— BEGIN Records —

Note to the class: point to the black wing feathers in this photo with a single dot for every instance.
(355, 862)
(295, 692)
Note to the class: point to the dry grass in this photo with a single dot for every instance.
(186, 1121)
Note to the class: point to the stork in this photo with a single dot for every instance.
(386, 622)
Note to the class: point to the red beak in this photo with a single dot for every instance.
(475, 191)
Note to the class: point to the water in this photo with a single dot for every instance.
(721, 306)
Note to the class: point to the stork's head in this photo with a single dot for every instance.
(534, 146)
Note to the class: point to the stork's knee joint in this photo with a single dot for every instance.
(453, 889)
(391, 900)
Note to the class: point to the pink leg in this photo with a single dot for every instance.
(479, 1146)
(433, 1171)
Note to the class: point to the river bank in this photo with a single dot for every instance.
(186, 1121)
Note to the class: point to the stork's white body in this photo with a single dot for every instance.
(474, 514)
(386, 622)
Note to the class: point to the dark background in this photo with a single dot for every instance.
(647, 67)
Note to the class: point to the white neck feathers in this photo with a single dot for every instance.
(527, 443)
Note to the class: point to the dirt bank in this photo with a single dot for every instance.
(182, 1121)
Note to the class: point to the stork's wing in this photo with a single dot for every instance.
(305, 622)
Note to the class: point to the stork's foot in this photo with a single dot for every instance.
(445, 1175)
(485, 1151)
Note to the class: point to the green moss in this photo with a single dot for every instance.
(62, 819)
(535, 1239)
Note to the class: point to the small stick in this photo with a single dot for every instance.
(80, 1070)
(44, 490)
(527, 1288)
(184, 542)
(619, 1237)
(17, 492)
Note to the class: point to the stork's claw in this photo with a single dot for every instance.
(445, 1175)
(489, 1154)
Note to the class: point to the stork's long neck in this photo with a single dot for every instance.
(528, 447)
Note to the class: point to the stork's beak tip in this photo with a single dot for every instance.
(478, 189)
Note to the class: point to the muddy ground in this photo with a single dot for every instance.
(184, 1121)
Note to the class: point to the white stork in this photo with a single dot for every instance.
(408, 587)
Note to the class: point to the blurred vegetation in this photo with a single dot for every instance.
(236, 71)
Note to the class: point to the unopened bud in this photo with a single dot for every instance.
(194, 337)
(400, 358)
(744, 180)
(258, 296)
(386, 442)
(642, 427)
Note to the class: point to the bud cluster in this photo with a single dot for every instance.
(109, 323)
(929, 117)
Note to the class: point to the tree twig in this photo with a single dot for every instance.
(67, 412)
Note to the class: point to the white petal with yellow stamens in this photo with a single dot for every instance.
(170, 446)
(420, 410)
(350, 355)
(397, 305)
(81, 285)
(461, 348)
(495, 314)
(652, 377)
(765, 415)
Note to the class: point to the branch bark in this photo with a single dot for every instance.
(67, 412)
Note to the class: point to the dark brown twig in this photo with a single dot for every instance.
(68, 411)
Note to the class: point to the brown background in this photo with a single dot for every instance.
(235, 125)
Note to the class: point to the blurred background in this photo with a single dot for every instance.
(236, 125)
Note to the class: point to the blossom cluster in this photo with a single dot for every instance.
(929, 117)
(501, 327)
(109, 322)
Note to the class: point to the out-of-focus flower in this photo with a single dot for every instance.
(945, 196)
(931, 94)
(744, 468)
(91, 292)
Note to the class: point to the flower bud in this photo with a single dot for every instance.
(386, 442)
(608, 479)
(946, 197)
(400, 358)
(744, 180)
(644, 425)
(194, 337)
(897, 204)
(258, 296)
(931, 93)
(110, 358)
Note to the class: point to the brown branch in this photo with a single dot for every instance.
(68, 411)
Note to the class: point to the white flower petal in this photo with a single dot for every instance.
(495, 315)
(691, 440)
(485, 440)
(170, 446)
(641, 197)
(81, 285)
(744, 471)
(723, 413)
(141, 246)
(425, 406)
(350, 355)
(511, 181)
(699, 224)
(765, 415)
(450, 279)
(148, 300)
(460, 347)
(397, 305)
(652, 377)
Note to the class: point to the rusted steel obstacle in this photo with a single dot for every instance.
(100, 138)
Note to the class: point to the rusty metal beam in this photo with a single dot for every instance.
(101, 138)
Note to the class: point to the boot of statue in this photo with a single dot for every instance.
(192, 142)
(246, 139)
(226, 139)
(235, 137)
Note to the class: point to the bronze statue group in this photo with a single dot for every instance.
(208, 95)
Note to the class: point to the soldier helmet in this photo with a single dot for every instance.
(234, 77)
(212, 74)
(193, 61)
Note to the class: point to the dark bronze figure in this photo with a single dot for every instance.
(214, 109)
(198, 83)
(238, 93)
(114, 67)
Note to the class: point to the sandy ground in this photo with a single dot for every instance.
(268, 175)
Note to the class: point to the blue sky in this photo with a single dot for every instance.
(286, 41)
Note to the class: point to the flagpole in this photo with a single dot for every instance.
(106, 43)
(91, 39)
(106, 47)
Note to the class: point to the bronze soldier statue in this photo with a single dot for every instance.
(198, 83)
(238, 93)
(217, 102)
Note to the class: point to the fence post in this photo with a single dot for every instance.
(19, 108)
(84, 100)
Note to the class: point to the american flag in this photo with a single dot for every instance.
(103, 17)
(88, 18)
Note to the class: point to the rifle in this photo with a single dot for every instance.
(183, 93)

— END Records —

## Requirements
Return the line that contains "Note to the class: point to the sandy" and all lines after it, verbatim, and nothing else.

## Solution to this exercise
Note to the class: point to the sandy ground in this photo with a single dot for every instance.
(268, 175)
Note to the class: point to the blue sky in this photo with a single dot for every instance.
(286, 41)
Note to the class: point to the flagpole in this photo with a single dot for every instance.
(106, 43)
(91, 39)
(106, 47)
Note to the class: point to the bronze soldier statue in this photo with a single dot for every instance.
(198, 83)
(238, 93)
(217, 102)
Note to the class: point to the fence post in this photo with a single dot for every instance.
(19, 108)
(84, 100)
Note to the class: point to the american flag in this photo with a single dot for every instance.
(103, 17)
(88, 18)
Note to the class: point to the rifle in this photo with a single dot for every instance.
(183, 93)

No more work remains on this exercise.